### WRITTEN INSTRUCTION
Copy out every line of the listing below word for word, but leave the pictures out.

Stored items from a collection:
—————
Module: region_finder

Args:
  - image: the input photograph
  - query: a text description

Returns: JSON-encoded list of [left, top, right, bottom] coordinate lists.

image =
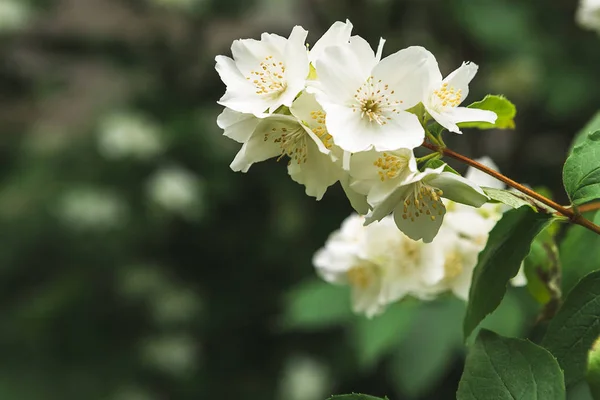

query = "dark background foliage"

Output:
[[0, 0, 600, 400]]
—————
### RESPONSE FOR THIS EXERCISE
Module: region_finder

Args:
  - image: the input photograph
  - query: a text description

Returns: JSON-encoded list of [left, top, right, bottom] coordinate lists.

image =

query = "dark background foliage"

Output:
[[0, 0, 600, 400]]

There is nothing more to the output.